(Pointing dataset records)
■ ■ ■

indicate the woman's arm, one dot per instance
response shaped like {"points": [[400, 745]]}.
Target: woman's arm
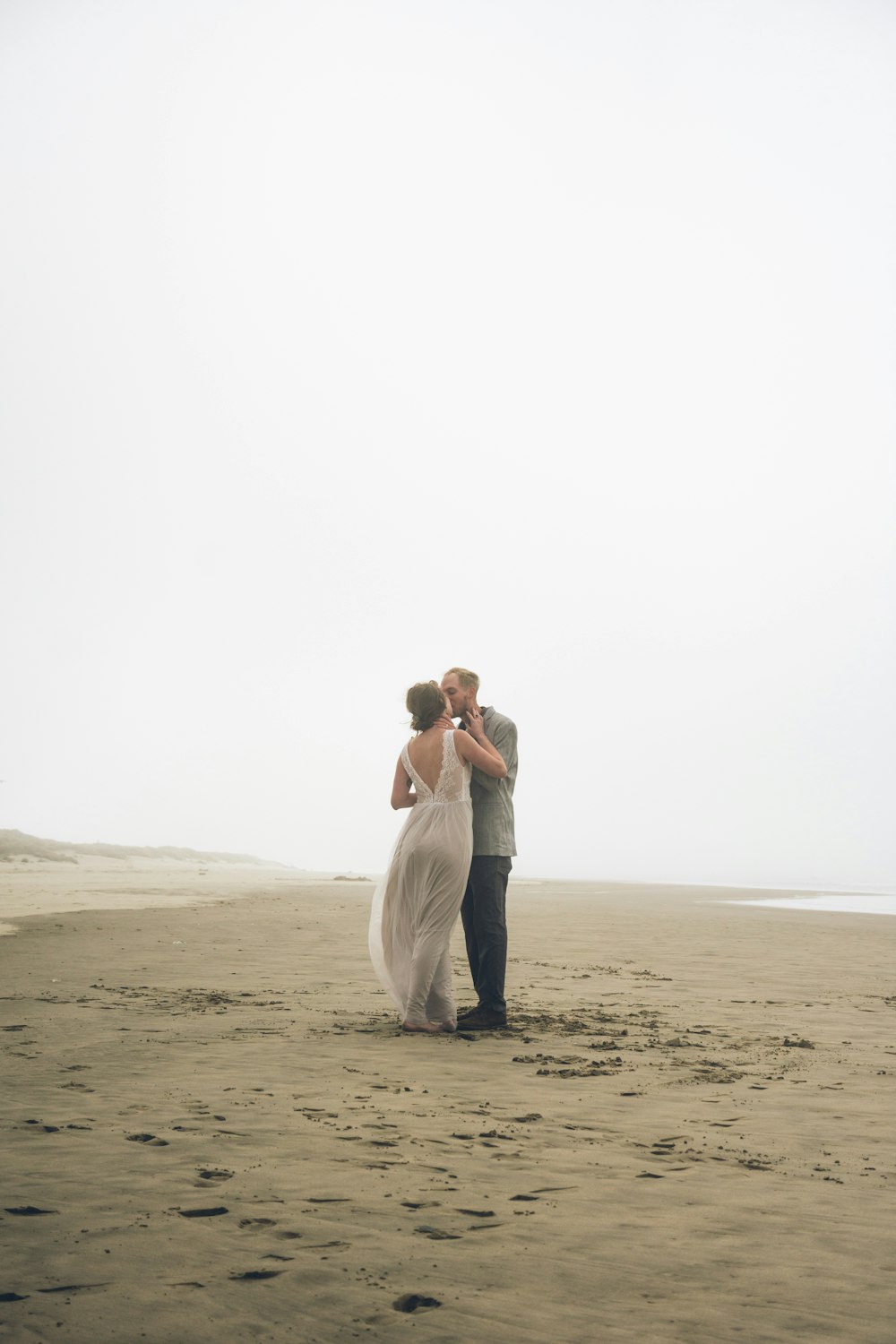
{"points": [[479, 752], [402, 796]]}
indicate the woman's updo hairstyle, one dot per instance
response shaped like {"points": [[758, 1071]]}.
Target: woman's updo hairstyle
{"points": [[426, 704]]}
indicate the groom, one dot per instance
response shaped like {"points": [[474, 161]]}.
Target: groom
{"points": [[493, 846]]}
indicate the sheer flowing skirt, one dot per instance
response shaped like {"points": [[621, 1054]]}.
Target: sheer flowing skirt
{"points": [[417, 905]]}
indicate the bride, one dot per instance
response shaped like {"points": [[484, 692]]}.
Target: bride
{"points": [[418, 900]]}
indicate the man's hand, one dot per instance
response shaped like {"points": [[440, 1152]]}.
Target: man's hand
{"points": [[473, 722]]}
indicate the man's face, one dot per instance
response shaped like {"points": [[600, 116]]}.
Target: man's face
{"points": [[461, 698]]}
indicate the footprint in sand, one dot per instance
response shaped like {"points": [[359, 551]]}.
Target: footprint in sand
{"points": [[414, 1301], [254, 1274]]}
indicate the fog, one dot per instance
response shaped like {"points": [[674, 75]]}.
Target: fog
{"points": [[343, 343]]}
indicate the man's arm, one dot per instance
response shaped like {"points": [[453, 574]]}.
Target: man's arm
{"points": [[505, 741]]}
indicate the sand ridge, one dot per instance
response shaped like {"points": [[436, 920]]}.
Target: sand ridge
{"points": [[214, 1128]]}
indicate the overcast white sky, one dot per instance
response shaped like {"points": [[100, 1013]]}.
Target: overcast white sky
{"points": [[344, 341]]}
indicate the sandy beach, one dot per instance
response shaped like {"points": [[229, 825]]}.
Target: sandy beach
{"points": [[212, 1128]]}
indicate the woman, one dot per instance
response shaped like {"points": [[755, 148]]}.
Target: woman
{"points": [[417, 902]]}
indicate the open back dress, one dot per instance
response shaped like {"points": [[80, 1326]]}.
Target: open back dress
{"points": [[418, 900]]}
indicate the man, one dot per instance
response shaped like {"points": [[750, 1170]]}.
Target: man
{"points": [[493, 847]]}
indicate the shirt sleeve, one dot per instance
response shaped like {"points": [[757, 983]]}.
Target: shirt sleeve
{"points": [[505, 741]]}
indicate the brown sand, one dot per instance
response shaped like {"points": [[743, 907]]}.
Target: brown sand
{"points": [[214, 1131]]}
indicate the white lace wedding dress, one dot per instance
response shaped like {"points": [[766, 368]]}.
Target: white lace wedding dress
{"points": [[418, 900]]}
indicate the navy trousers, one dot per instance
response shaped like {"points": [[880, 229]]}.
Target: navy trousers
{"points": [[484, 917]]}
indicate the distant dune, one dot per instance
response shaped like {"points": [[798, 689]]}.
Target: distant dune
{"points": [[16, 844]]}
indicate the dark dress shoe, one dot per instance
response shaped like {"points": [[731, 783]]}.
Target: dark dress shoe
{"points": [[482, 1021]]}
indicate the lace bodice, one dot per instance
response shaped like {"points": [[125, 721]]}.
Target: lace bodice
{"points": [[454, 779]]}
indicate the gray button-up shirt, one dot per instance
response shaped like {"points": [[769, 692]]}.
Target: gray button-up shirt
{"points": [[493, 798]]}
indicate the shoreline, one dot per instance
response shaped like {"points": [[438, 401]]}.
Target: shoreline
{"points": [[43, 887], [214, 1128]]}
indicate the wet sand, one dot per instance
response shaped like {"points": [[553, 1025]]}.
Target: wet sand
{"points": [[212, 1128]]}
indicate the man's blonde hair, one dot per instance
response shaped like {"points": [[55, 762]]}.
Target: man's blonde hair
{"points": [[469, 680]]}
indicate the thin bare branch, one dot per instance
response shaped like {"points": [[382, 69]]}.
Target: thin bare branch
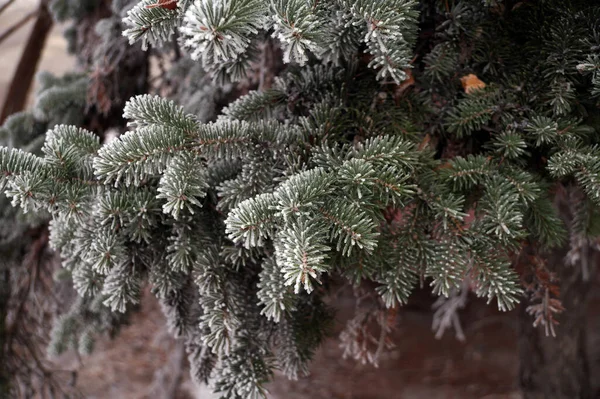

■ ■ ■

Which lines in the rows above contain the word "lace"? List every such line in full, matching case exactly.

indicate the white lace wedding dress, one dot per instance
Target: white lace wedding dress
indicate the lace bodice, one dot per instance
Target: lace bodice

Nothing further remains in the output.